TANGGAMUS (ISN) – Masyarakat Pekon Purwosari meminta Aparat Penegak Hukum (APH) untuk segera periksa mantan kakon Purwosari Kecamatan Kelumbayan Barat mengenai dugaan penyalahgunaan Dana Desa (DD), dikarenakan dalam realisasi pembangunan yang menggunakan Dana Desa dari tahun 2016, 2017, 2021, diduga banyak terjadi penyimpangan dan mark-up hingga ratusan juta rupiah yang dilakukan saudara Kusrin (mantan Kakon Purwosari periode 2015-2021). Kamis (16/06).
Salah satu warga pekon Purwosari, mengatakan dirinya mewakili masyarakat pekon purwosari meminta kepada Aparat Penegak Hukum untuk melakukan penyidikan terkait adanya dugaan praktik korupsi dan mark-up Dana Desa Tahun Anggaran 2016 sampai 2021.
“Saudara Kusrin saat menjabat sebagai Kepala Pekon Purwosari diduga banyak melakukan penyimpangan anggaran dan tidak transparan terhadap masyarakat,” Ungkapnya kepada media intisarinews.co.id.
Pemerintah mengucurkan Dana Desa untuk menunjang kesejahteraan masyarakat baik dari Sektor Kesehatan, pertanian, sosial, budaya dll, tentunya diharapkan dapat menopang setiap kegiatan. Sehingga masyarakat pekon Purwosari meminta kepada (APH) untuk segera melakukan pengumpulan data dan proses penyidikan mengenai dugaan penyimpangan Dana Desa yang dilakukan oleh mantan Kakon Purwosari.
” Tolong lihat dan lakukan pengumpulan data. Kami siap memberikan keterangan kepada inspektorat, kepolisian, Kejaksaan Negri (KEJARI) Tanggamus hingga Kejaksaan Tinggi (KEJATI) Lampung,” Ujarnya.
Diketahui untuk anggaran 2021 pada kegiatan Peningkatan Produksi tanaman pangan Bibit pohon Pinang dan pohon Alpukat menelan dana yang sangat fantastis sebesar Rp.308.360.000,- dengan jumlah bibit Alpukat 1000 batang dan harga Rp.35.000,- /batang menghabiskan anggaran Rp.35.000.000,- dan bibit Pinang sejumlah 26.000 batang dengan harga 10.000,- /batang menelan anggaran Rp.260.000.000,- dan jasa penanaman bibit tersebut senilai Rp.13.360.000,-.

SOAL TUGAS 1: Tulis ulang bagian berita tentang Dana Desa Pekon Purwosari yang dibuka dengan kata-kata berisi "TANGGAMUS (ISN) –" dan ditutup dengan "2016 sampai 2021.", lalu ganti "mark-up" menjadi "penggelembungan".
Daftar ini tidak ada hubungannya dengan berita tersebut.

(Entri untuk pelabelan kotak pembatas)
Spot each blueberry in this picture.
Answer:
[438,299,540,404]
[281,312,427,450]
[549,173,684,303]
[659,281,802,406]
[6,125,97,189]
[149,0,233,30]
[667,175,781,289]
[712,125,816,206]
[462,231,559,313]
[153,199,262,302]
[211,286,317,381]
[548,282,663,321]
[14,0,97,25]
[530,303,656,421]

SOAL TUGAS 2: Berapa baris dalam daftar yang memuat kata "blueberry"? Sebutkan angkanya saja.

JAWABAN LATIHAN 1:
TANGGAMUS (ISN) – Masyarakat Pekon Purwosari meminta Aparat Penegak Hukum (APH) untuk segera periksa mantan kakon Purwosari Kecamatan Kelumbayan Barat mengenai dugaan penyalahgunaan Dana Desa (DD), dikarenakan dalam realisasi pembangunan yang menggunakan Dana Desa dari tahun 2016, 2017, 2021, diduga banyak terjadi penyimpangan dan penggelembungan hingga ratusan juta rupiah yang dilakukan saudara Kusrin (mantan Kakon Purwosari periode 2015-2021). Kamis (16/06).
Salah satu warga pekon Purwosari, mengatakan dirinya mewakili masyarakat pekon purwosari meminta kepada Aparat Penegak Hukum untuk melakukan penyidikan terkait adanya dugaan praktik korupsi dan penggelembungan Dana Desa Tahun Anggaran 2016 sampai 2021.

JAWABAN LATIHAN 2: 1